* PROMPT
The full listing, returned exactly and free of pictures, is the expected answer.

*** Block opens ***

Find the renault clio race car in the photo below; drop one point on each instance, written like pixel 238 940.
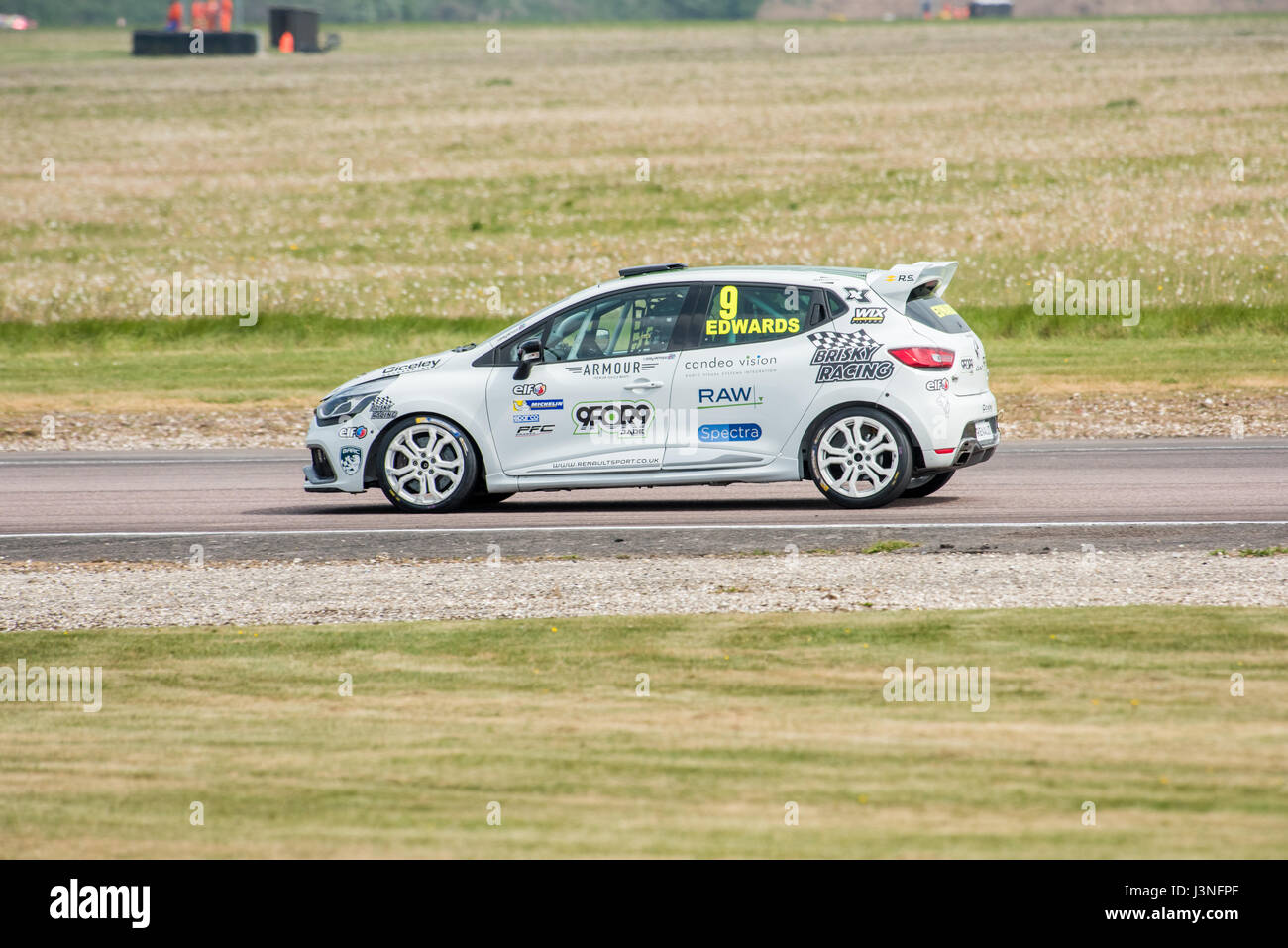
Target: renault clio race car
pixel 866 381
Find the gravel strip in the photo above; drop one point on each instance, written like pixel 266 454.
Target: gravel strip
pixel 165 594
pixel 1172 415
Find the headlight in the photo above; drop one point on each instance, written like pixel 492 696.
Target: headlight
pixel 349 402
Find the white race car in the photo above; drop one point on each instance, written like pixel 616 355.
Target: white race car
pixel 867 381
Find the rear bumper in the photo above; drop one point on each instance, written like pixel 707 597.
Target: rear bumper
pixel 967 453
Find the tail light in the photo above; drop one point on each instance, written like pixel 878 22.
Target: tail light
pixel 925 357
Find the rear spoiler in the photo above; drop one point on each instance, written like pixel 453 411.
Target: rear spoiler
pixel 894 285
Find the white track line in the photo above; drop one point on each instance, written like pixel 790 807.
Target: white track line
pixel 694 527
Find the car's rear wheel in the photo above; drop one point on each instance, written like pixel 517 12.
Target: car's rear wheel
pixel 428 466
pixel 861 458
pixel 927 483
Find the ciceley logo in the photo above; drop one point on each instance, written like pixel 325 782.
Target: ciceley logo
pixel 128 901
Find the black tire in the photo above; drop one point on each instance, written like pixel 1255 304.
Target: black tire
pixel 861 458
pixel 927 484
pixel 445 474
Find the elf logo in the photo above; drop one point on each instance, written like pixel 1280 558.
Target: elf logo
pixel 129 901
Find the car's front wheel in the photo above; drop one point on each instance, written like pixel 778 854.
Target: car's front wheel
pixel 861 458
pixel 428 466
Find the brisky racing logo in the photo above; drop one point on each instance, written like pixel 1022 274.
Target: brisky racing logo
pixel 351 460
pixel 616 419
pixel 848 357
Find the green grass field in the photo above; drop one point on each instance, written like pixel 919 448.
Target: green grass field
pixel 1127 708
pixel 520 171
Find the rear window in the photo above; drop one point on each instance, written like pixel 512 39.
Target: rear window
pixel 932 312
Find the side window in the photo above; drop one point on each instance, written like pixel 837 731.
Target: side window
pixel 626 324
pixel 754 312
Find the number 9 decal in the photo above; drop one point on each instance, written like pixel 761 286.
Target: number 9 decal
pixel 729 301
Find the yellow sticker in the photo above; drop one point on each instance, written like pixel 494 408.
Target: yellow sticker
pixel 729 301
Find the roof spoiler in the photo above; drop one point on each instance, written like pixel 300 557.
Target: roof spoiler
pixel 896 285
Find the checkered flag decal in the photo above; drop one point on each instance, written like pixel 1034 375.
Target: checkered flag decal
pixel 842 340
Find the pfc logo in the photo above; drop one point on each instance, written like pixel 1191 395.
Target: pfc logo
pixel 627 419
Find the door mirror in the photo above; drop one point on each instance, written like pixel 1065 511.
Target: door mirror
pixel 529 353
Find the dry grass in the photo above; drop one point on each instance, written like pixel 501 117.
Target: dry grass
pixel 518 170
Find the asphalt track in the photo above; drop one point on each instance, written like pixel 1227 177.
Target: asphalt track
pixel 1031 496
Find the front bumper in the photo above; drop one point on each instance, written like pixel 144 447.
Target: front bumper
pixel 335 464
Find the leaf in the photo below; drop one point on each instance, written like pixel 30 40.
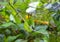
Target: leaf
pixel 11 38
pixel 27 27
pixel 5 25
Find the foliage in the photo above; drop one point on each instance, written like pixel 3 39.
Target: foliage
pixel 39 24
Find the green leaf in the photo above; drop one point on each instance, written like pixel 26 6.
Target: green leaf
pixel 5 25
pixel 27 27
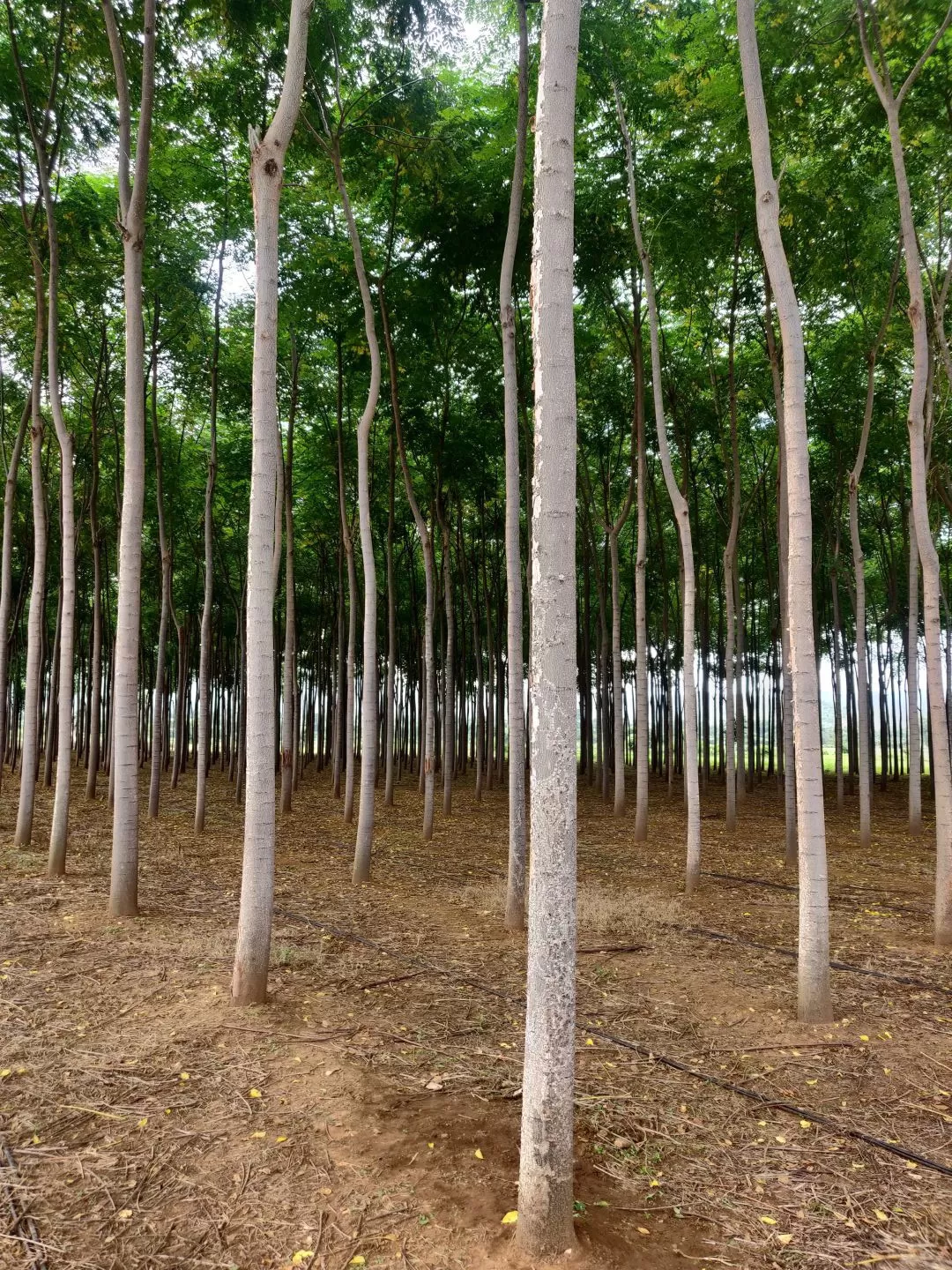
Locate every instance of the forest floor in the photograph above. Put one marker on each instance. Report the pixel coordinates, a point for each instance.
(369, 1114)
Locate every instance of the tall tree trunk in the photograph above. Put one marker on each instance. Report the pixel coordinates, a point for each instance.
(429, 686)
(123, 885)
(249, 983)
(814, 960)
(926, 545)
(205, 651)
(859, 569)
(516, 875)
(165, 557)
(548, 1073)
(95, 669)
(290, 669)
(683, 522)
(391, 634)
(29, 753)
(368, 701)
(730, 559)
(449, 690)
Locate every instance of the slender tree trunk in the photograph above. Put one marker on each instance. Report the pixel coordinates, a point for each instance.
(516, 878)
(546, 1154)
(730, 559)
(683, 522)
(165, 557)
(29, 752)
(205, 651)
(368, 701)
(6, 566)
(123, 888)
(290, 669)
(940, 767)
(814, 960)
(391, 632)
(249, 983)
(429, 687)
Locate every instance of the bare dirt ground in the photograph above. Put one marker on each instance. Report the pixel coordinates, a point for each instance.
(369, 1114)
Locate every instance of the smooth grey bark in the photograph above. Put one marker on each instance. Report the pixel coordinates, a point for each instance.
(680, 505)
(97, 658)
(29, 753)
(429, 689)
(249, 982)
(548, 1072)
(123, 768)
(287, 712)
(913, 725)
(516, 869)
(6, 565)
(368, 700)
(205, 651)
(449, 689)
(814, 959)
(790, 762)
(391, 635)
(165, 608)
(932, 589)
(730, 565)
(859, 569)
(348, 684)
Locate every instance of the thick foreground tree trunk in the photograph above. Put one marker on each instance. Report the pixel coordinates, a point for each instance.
(548, 1073)
(249, 981)
(123, 884)
(814, 960)
(516, 877)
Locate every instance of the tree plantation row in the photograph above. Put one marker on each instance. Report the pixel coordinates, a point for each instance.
(380, 465)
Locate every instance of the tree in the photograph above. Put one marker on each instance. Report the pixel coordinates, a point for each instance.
(249, 981)
(123, 886)
(814, 959)
(928, 556)
(548, 1072)
(516, 875)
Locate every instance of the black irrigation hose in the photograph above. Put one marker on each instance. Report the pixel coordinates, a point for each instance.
(703, 932)
(637, 1048)
(19, 1221)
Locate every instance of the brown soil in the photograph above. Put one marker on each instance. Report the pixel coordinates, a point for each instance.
(153, 1125)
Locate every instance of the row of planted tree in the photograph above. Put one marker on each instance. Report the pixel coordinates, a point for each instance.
(316, 519)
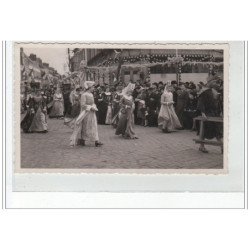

*** Block closes ***

* REPLY
Find the renault clio race car in the photo below; drop one point on each instance, written like pixel 238 940.
Target: renault clio race car
pixel 866 381
Find the gravel strip in the photo above; drop one point on each instance, written like pixel 266 454.
Target: gravel strip
pixel 165 594
pixel 1172 415
Find the headlight in the photo above; drop one point on each instance, written like pixel 492 696.
Target: headlight
pixel 349 402
Find the white race car in the photo above; drop one point on each instance, written like pixel 616 355.
Target: white race car
pixel 867 381
Find the rear bumper in the photo above; drop one point on each instance, written like pixel 707 597.
Target: rear bumper
pixel 967 453
Find the tail light in the photo above; drop one point on each instance, written like pixel 878 22.
Target: tail light
pixel 925 357
Find the rear spoiler in the photo above; drop one point on each instance, written like pixel 453 411.
Target: rear spoiler
pixel 894 285
Find the white track line in the photo above; drop one point on each instance, written like pixel 790 807.
Target: white track line
pixel 694 527
Find the car's rear wheel in the photo above; drop one point on each instance, written like pixel 517 12.
Target: car's rear wheel
pixel 428 466
pixel 861 458
pixel 927 483
Find the ciceley logo in the photo above; drop one point on each instance, written like pixel 325 782.
Target: ciceley logo
pixel 128 901
Find the black tire in the photo above; drop one point on each instance, written like pixel 1255 304.
Target: black tire
pixel 861 458
pixel 927 484
pixel 445 474
Find the elf logo in the photo above; drop one point on each instance, written like pixel 1280 558.
Target: elf logo
pixel 129 901
Find the car's front wheel in the photo above; drop one point on each instance, written like pixel 778 854.
Target: car's front wheel
pixel 861 458
pixel 428 466
Find the brisky racing logo in the photo above; drop one point on each instance, written like pixel 1022 274.
Target: brisky racing logo
pixel 351 460
pixel 616 419
pixel 848 357
Find the green grass field in the photo above; drop one point on each instance, written like pixel 919 448.
Target: green grass field
pixel 1127 708
pixel 520 171
Find the rear window in the photo above; drop one point on each instance, written like pixel 512 39.
Target: rear window
pixel 932 312
Find the side window in the photo above; drop one point on each instance, written like pixel 837 731.
Target: side window
pixel 626 324
pixel 754 312
Find the number 9 decal in the photo above; drop one point on each instance, written like pixel 761 286.
Target: number 9 decal
pixel 729 301
Find the yellow sticker in the photo above; drop one point on each instance, written like pixel 494 408.
Target: yellow sticker
pixel 729 301
Find the roof spoiler in the photo above; drop one point on each instance, written like pixel 300 557.
Target: roof spoiler
pixel 896 285
Find the checkered flag decal in the photo above; drop one point on each instance, written like pixel 1034 375.
Target: checkered flag decal
pixel 842 340
Find the pfc logo in the photo above; drop one point on each instance, written like pixel 1191 395.
Target: pfc logo
pixel 627 419
Find the door mirror in the photo above; drop one point on each instance, written like pixel 1065 511.
Target: door mirror
pixel 529 353
Find the dry grass in the photo above; drop one point on each instance, written like pixel 501 117.
Target: dry grass
pixel 518 170
Find the asphalt track in the photo above; drop one point on each instance, written like pixel 1227 177.
Target: asphalt track
pixel 1031 496
Find the front bumper in the photo above; drop one point on each instance, written like pixel 144 447.
Target: front bumper
pixel 335 464
Find the leaf in the photo below; drop one point on each instance, written like pixel 30 40.
Target: leaf
pixel 11 38
pixel 27 27
pixel 5 25
Find the foliage in the photo above; drop one point on each instance, written like pixel 3 39.
Target: foliage
pixel 39 24
Find the green leaf in the photo above; drop one point on each instance, written like pixel 26 6.
Target: green leaf
pixel 5 25
pixel 27 27
Locate every instance of the forest floor in the photograph above. Put one marker on each instance. Report the pixel coordinates, a point for each instance.
(369, 1114)
Locate every instance of the tall tree trunk in the photograph above. Put one marker on each instance. Report the pixel coordinates, a point for each instance.
(429, 686)
(123, 885)
(249, 983)
(814, 960)
(926, 545)
(205, 651)
(859, 569)
(516, 875)
(165, 557)
(548, 1073)
(95, 669)
(290, 669)
(683, 522)
(391, 634)
(29, 753)
(368, 701)
(730, 559)
(449, 690)
Locate every instance of the slender tree trunk in the photograph above. Put one marker on each instance. Report the pixel coordinates, a point for each instance.
(516, 878)
(546, 1154)
(730, 559)
(683, 522)
(165, 557)
(29, 752)
(205, 651)
(368, 701)
(6, 566)
(123, 888)
(290, 669)
(940, 767)
(814, 960)
(391, 632)
(249, 983)
(429, 687)
Locate every instance of the bare dirt ground in the photograph above. Put one marker on each instance. Report the pixel coordinates, a point for each instance.
(369, 1114)
Locate every instance of the smooth grey bark in the photograph above. Put one marker on each instance. Report the pixel coordinates, a point for each instance.
(680, 505)
(97, 658)
(29, 753)
(429, 689)
(249, 982)
(548, 1072)
(123, 768)
(287, 712)
(913, 725)
(516, 869)
(6, 565)
(368, 700)
(205, 651)
(449, 689)
(814, 959)
(790, 762)
(391, 635)
(165, 608)
(932, 589)
(730, 565)
(859, 569)
(348, 684)
Locate every instance of the thick foreground tree trunk in the photograph above. Put one marker on each instance. Report the pixel coordinates, a point for each instance.
(548, 1073)
(249, 981)
(123, 884)
(814, 960)
(516, 877)
Locate every instance of the tree plantation row in the photograph above. Put one marker on each instance. Report the pixel coordinates, a point for each instance.
(380, 465)
Locate every instance of the tree in the photograph above. Put one marker on each instance. Report the pixel coordinates, a point for each instance.
(249, 981)
(123, 886)
(814, 959)
(928, 556)
(548, 1072)
(516, 875)
Locate every instance of the black irrigation hose in the photograph above. Put one marker on each instance. Report the pixel coordinates, a point for each instance.
(703, 932)
(637, 1048)
(19, 1221)
Locate every instance of the brown soil in the photograph above. Put one marker on each instance. Report the pixel coordinates, a point for each instance.
(153, 1125)
Locate every instance of the row of planted tree in the photograph above. Put one marker on each instance. Report the pixel coordinates, a point for each instance.
(316, 519)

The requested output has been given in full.